* START RECORDS FOR THIS EXERCISE *

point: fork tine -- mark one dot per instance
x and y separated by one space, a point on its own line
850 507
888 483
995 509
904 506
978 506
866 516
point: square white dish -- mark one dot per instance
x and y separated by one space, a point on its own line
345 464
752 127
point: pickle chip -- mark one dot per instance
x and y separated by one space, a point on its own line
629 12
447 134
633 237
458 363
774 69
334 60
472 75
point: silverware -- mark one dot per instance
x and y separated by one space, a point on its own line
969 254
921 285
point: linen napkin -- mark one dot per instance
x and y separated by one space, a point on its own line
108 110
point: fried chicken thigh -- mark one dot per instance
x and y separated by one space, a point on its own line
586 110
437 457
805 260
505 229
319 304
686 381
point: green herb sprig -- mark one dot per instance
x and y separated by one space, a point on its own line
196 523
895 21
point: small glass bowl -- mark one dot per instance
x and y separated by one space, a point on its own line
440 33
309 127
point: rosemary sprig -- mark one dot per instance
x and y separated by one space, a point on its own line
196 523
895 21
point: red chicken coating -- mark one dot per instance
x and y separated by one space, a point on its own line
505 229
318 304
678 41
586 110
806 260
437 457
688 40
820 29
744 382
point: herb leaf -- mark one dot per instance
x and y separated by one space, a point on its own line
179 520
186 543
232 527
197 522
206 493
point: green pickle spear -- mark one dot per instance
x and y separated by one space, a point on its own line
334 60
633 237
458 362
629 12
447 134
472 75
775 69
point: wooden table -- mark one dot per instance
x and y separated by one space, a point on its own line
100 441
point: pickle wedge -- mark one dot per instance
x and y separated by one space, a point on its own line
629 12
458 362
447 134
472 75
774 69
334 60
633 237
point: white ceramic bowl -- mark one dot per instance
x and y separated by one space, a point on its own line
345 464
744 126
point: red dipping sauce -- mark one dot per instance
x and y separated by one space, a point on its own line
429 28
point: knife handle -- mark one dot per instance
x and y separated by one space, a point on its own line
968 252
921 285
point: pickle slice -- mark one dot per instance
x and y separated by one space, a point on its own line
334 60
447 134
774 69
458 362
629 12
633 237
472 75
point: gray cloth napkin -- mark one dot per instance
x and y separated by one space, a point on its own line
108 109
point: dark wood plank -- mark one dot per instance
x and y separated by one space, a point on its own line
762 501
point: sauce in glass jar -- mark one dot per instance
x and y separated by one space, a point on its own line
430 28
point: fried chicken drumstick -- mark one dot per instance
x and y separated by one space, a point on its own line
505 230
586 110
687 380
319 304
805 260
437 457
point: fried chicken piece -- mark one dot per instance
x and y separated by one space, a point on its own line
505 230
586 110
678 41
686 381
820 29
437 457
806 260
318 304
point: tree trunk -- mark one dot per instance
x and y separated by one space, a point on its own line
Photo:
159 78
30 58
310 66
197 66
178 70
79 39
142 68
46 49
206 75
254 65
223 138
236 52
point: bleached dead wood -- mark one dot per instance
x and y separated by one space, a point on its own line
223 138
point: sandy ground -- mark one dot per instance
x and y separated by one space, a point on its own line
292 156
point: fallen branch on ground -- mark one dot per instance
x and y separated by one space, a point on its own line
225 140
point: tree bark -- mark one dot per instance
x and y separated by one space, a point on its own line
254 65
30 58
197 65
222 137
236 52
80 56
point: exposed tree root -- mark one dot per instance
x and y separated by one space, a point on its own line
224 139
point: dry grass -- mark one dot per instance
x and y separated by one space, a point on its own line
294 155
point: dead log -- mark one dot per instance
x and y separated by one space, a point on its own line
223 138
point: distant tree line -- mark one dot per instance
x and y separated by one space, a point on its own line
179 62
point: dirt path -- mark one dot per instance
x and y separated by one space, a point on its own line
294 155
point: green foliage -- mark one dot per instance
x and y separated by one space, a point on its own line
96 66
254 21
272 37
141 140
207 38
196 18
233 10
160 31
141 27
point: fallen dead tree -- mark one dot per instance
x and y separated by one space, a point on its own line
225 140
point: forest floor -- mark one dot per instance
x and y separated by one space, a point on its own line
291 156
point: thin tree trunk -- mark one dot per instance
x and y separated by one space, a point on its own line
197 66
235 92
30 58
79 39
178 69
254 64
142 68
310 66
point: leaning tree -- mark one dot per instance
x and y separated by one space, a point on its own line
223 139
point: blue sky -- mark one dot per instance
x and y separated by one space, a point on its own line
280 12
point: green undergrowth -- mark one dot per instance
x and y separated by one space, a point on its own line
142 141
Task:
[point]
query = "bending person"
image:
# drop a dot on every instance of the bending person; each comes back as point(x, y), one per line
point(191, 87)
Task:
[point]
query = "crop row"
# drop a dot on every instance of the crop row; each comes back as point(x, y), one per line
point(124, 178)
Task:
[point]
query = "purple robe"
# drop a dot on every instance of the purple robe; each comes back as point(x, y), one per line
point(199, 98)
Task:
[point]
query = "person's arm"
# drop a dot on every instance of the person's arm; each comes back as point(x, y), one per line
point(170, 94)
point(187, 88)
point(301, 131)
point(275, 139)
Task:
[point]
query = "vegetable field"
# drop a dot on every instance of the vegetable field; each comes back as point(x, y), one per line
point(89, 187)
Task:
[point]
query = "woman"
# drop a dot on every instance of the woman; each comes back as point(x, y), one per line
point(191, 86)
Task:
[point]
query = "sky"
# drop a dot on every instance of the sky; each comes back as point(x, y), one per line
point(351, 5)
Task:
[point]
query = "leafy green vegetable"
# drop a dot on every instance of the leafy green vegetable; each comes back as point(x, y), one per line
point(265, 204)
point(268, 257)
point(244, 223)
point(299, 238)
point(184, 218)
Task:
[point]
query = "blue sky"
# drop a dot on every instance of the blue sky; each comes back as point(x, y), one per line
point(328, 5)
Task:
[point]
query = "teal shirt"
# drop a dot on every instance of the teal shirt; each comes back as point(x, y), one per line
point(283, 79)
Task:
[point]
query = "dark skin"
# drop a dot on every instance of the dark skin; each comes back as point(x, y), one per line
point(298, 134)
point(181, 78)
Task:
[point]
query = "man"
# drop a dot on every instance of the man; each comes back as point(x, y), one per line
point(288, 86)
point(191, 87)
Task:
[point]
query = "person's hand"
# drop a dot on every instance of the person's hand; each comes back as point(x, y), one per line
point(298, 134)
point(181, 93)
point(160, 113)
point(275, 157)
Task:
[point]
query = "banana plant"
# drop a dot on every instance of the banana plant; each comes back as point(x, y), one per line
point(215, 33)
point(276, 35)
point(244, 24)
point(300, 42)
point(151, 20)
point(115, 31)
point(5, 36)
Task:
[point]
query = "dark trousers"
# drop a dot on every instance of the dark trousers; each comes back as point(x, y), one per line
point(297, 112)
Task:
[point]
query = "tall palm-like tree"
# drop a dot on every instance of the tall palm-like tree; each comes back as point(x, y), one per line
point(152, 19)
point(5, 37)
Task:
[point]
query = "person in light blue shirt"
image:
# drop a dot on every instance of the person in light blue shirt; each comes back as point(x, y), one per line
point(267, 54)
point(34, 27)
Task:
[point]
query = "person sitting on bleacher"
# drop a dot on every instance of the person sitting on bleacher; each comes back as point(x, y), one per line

* END RECORDS FOR THIS EXERCISE *

Retype the material above, line by line, exactly.

point: fork tine -- mark one dot per instance
x and y separated by one space, a point on its own line
850 507
888 483
995 509
904 506
978 506
866 516
point: square white dish -- mark one dot per instance
x and y separated by one space, a point on its own line
345 464
752 127
point: pickle chip -- mark one dot per instance
x and y separated by one space, a point on its own line
629 12
447 134
633 237
458 363
774 69
334 60
472 75
point: silverware -- mark one dot per instance
x and y separated by one space, a point on its own line
969 254
921 285
point: linen napkin -- mark one dot per instance
x and y separated by one space, a point on its own line
108 110
point: fried chicken thigh -- mark one dot per instance
x and y separated by one space, a point on its own line
586 110
437 457
805 260
505 229
319 304
686 381
point: green herb sprig -- mark one dot per instance
x and y separated by one space, a point on its own line
196 523
895 21
point: small glass bowl -- mark one dot per instance
x and y separated by one space, a point on its own line
440 33
309 127
point: rosemary sprig -- mark one dot per instance
x and y separated by one space, a point on its own line
196 523
895 21
point: red chicken coating -- mark one dot per instance
x and y separated by one space, a point on its own line
505 229
318 304
678 41
586 110
806 260
437 457
688 40
820 29
744 382
point: herb leaf -- mark one dot per instance
x and y separated by one space, a point on its own line
179 520
186 543
232 527
197 522
206 493
point: green pickle spear -- mark one dot per instance
x and y separated by one space, a point on its own line
334 60
633 237
458 362
629 12
447 134
472 75
775 69
point: wooden table -- mark one dot per instance
x and y separated by one space, a point on its own line
100 441
point: pickle wedge -- mark one dot per instance
x and y separated by one space, a point on its own line
629 12
458 362
447 134
472 75
774 69
334 60
633 237
point: white ceramic bowl -- mark one dot per instance
x and y separated by one space, a point on its own line
345 464
744 126
point: red dipping sauce -- mark one dot per instance
x and y separated by one space, a point on its own line
429 28
point: knife handle -- mark one dot per instance
x and y separated by one space, a point on its own line
968 252
921 285
point: pickle slice -- mark one dot per instance
x and y separated by one space, a point on its own line
334 60
447 134
774 69
458 362
629 12
633 237
472 75
point: gray cloth napkin -- mark one dot per instance
x and y separated by one space, a point on its own line
108 109
point: dark wood plank -- mark one dot per instance
x and y separated by one space, a point on its own line
762 501
point: sauce in glass jar -- mark one dot per instance
x and y separated by one space, a point on its own line
430 28
point: fried chicken drumstick -- mark one dot per instance
x and y separated by one space, a point on its own line
505 230
586 110
687 380
319 304
805 260
437 457
point: fried chicken piece -- mark one dot per instance
x and y separated by one space, a point on its own line
505 230
586 110
678 41
686 381
820 29
437 457
806 260
318 304
point: tree trunk -- mark one dot per instance
x and y separated by one space, a point on its own line
Photo:
159 78
30 58
310 66
197 66
178 70
79 39
142 68
46 49
206 75
254 65
223 138
236 52
point: bleached dead wood -- mark one dot per instance
x and y separated by one space, a point on its own line
223 138
point: sandy ground -- mark one dot per instance
x and y separated by one space, a point on its own line
292 156
point: fallen branch on ground -- mark one dot per instance
x and y separated by one space, a point on its own line
225 140
point: tree bark -- mark one dot per instance
x and y separated by one space, a point on its own line
254 65
30 58
197 65
222 137
236 52
80 56
point: exposed tree root -- mark one dot per instance
x and y separated by one space, a point on its own line
224 139
point: dry grass -- mark one dot per instance
x and y separated by one space, a point on its own line
294 155
point: dead log -- mark one dot per instance
x and y separated by one space, a point on its own line
223 138
point: distant tree line -- mark one dot per instance
x and y separated by one space, a point on its own line
179 62
point: dirt path -- mark one dot per instance
x and y separated by one space, a point on its own line
294 155
point: green foliage -- mark one dot per instance
x and y separated by one space, a point on its own line
96 66
254 21
272 37
141 140
207 38
196 18
233 10
160 31
141 27
point: fallen dead tree -- mark one dot per instance
x and y separated by one space, a point on its own line
225 140
point: forest floor -- mark one dot per instance
x and y separated by one space, a point on its own line
291 156
point: thin tree trunk -- mark one dot per instance
x and y separated by one space, a point on its own line
197 66
235 92
30 58
79 39
178 69
254 64
142 68
310 66
point: leaning tree -- mark one dot per instance
x and y separated by one space, a point on its own line
223 139
point: blue sky -- mark one dot per instance
x and y separated by one space, a point on its own line
280 12
point: green undergrowth -- mark one dot per instance
x and y separated by one space, a point on its own line
142 141
Task:
[point]
query = "bending person"
image:
# drop a dot on every instance of the bending person; each comes back as point(x, y), one per line
point(191, 87)
Task:
[point]
query = "crop row"
# drop a dot on every instance of the crop row; each comes back as point(x, y), one per line
point(124, 178)
Task:
[point]
query = "purple robe"
# drop a dot on every instance of the purple robe; each comes back as point(x, y), one per line
point(199, 98)
Task:
[point]
query = "person's arm"
# drop a dot on every instance of the person's arm; each comes back as point(x, y), one per line
point(170, 94)
point(187, 88)
point(301, 131)
point(275, 139)
Task:
[point]
query = "vegetable field"
# drop a dot on every instance of the vegetable field; each comes back as point(x, y), one per line
point(89, 187)
Task:
[point]
query = "woman"
# drop a dot on every instance of the woman; each comes back as point(x, y), one per line
point(191, 86)
Task:
[point]
query = "sky"
# drop a dot on every instance of the sky; each comes back as point(x, y), one per line
point(351, 5)
Task:
[point]
query = "leafy green vegetable"
# drop a dot on every instance of the leafy green vegetable; each comes back as point(x, y), one per line
point(265, 204)
point(268, 257)
point(244, 223)
point(299, 238)
point(184, 218)
Task:
[point]
query = "blue sky"
# drop a dot on every instance of the blue sky; each comes back as point(x, y), one per line
point(328, 5)
Task:
[point]
query = "teal shirt"
# drop a dot on every instance of the teal shirt; each comes back as point(x, y), one per line
point(283, 79)
Task:
[point]
query = "dark skin"
# drop a dot on every instance of the dark skin; each comes back as point(x, y), one per line
point(298, 134)
point(181, 78)
Task:
[point]
query = "man"
# drop a dot on every instance of the man; each comes back as point(x, y), one per line
point(288, 86)
point(191, 87)
Task:
[point]
query = "person's hand"
# drop a dot on every instance of the person's hand; each comes back as point(x, y), one per line
point(298, 134)
point(181, 93)
point(160, 113)
point(275, 157)
Task:
[point]
query = "banana plant"
# drop a dot on every instance of the banana plant; each comes back as point(x, y), one per line
point(215, 33)
point(276, 35)
point(244, 24)
point(300, 42)
point(151, 20)
point(115, 31)
point(5, 36)
Task:
[point]
query = "dark trousers"
# drop a dot on every instance of the dark trousers; each comes back as point(x, y), one per line
point(297, 112)
Task:
[point]
query = "tall palm-like tree"
# drop a dot on every instance of the tall palm-like tree; each comes back as point(x, y), one per line
point(152, 19)
point(5, 37)
Task:
[point]
query = "person in light blue shirt"
image:
# drop a dot on every instance of the person in light blue shirt; each comes back as point(x, y), one per line
point(267, 54)
point(34, 27)
Task:
[point]
query = "person sitting on bleacher"
# drop a dot on every instance of the person sitting on bleacher; each comes back as point(x, y), one per line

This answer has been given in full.